— Problem to solve —
Find "Note: mark the wicker" in the material below, then copy that line and every subsequent line to the end, exactly.
-- begin Records for processing --
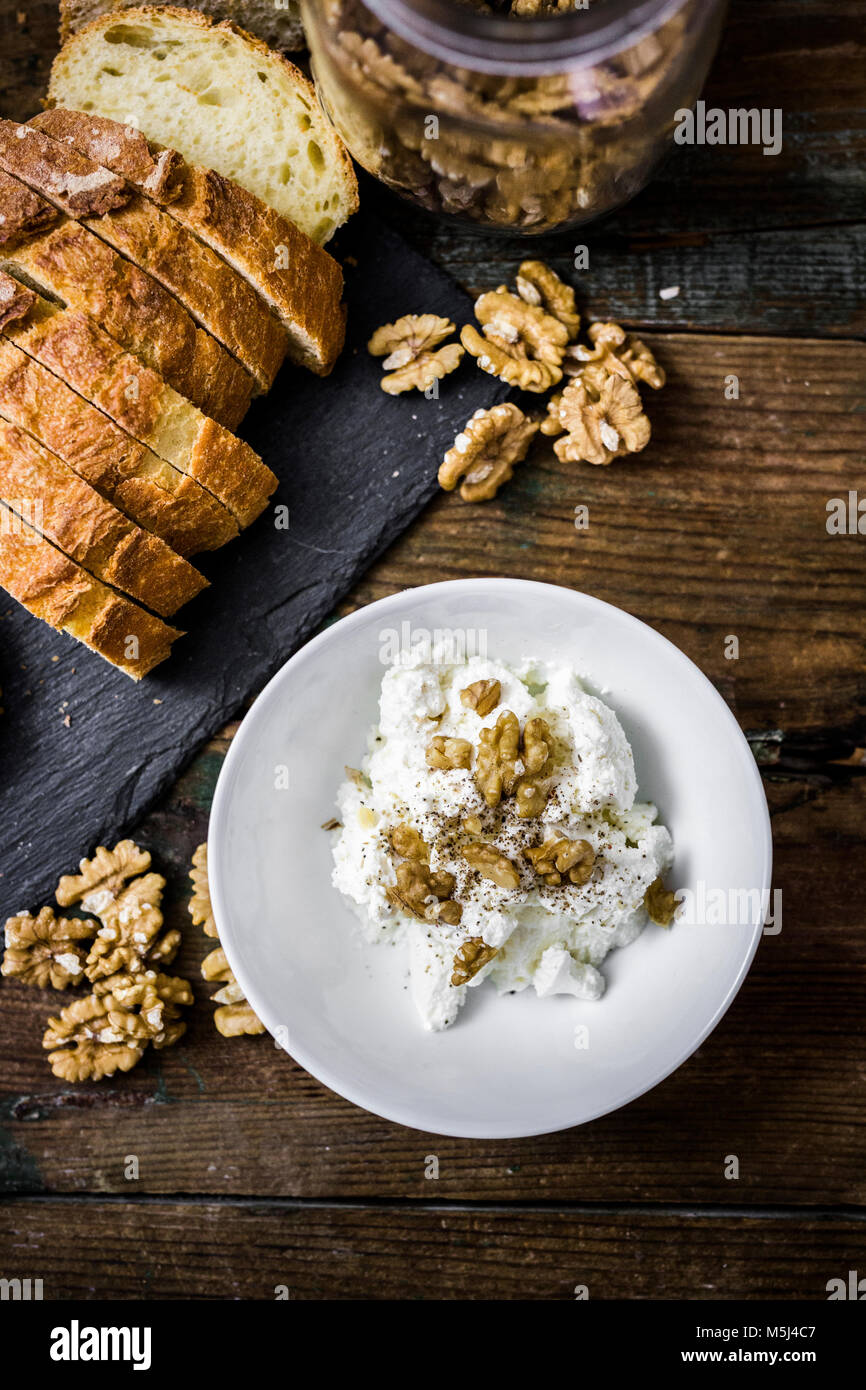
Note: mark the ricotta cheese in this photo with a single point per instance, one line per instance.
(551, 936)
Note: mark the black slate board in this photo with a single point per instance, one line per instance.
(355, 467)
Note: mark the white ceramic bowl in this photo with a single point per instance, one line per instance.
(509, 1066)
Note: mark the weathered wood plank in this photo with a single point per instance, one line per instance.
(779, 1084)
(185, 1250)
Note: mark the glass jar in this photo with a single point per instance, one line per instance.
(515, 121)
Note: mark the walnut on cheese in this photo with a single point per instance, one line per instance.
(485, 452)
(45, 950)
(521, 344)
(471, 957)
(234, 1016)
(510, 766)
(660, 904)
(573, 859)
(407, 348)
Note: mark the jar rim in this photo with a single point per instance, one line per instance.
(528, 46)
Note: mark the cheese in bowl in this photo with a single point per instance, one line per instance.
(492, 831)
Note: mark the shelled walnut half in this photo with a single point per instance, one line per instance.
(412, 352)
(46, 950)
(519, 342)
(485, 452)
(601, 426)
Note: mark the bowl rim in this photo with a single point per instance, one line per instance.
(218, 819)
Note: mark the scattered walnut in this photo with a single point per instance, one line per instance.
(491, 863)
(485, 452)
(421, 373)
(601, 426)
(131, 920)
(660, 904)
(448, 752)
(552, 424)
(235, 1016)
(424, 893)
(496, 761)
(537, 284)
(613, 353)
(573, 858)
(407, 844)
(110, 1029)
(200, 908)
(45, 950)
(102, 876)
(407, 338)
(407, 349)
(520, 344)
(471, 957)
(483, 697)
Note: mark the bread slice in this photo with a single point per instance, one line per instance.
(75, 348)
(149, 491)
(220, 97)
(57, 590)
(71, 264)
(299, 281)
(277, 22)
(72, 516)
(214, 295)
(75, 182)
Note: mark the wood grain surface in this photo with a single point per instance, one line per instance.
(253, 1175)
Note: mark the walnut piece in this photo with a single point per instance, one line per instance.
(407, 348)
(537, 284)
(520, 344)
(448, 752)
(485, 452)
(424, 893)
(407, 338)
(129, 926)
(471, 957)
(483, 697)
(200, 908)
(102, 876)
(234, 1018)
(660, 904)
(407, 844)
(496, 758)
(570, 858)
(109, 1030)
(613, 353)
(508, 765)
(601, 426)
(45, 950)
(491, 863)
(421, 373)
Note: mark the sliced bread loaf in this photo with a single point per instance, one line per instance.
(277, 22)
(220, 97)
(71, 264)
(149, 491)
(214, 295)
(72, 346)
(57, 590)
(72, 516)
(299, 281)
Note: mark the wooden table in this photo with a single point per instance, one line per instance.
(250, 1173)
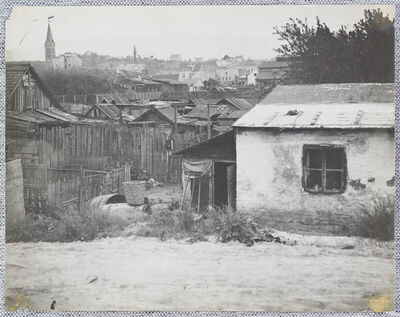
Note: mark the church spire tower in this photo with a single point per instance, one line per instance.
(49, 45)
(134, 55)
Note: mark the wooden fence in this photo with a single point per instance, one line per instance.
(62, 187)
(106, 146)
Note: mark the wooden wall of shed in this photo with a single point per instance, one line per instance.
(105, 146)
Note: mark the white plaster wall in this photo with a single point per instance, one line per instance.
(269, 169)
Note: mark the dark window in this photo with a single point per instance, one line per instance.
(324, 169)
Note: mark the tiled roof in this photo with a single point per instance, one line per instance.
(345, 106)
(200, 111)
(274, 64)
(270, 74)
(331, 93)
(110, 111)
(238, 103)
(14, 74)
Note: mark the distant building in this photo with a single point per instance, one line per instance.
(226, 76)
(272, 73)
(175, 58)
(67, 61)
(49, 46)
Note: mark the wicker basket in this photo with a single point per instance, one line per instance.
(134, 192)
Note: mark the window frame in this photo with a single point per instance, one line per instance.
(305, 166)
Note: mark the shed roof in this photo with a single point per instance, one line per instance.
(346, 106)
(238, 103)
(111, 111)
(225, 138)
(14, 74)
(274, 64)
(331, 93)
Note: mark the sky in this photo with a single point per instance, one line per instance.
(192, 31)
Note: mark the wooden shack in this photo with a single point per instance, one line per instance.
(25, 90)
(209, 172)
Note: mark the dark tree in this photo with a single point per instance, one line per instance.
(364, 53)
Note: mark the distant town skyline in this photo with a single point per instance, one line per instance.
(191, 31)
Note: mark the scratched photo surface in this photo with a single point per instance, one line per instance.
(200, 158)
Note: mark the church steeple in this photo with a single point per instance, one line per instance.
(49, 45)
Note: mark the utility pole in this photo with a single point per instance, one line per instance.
-- end Records for processing --
— Output —
Note: mark the wicker basket in this photo with a single point per instance, one line per instance.
(134, 192)
Note: mark the window frame in this photo with a single point per instance, one line per instance.
(305, 166)
Note: mark the shed roof in this photo with a single point per instance, one line per instance.
(346, 106)
(238, 103)
(111, 111)
(225, 138)
(14, 74)
(274, 64)
(331, 93)
Note: mark the sky in this photo with a single point per instance, one line per instance.
(192, 31)
Note: mark the wooden shack in this photo with a single point per instance, one line per instance.
(25, 90)
(209, 172)
Note: mark the dark tree in this photo with a single point per instance, one line per instance.
(364, 53)
Note: mark the distant town skyline in this photo with a single point per instance, one line per instance.
(191, 31)
Note: mark the scratched photo surface in this photo with a single point per instance, one line per instance.
(200, 158)
Note: mark the church steeple in this photo with a single point per instance, one line per instance.
(49, 45)
Note: mark the utility pole in this photo with a single point per instance, one line per instance.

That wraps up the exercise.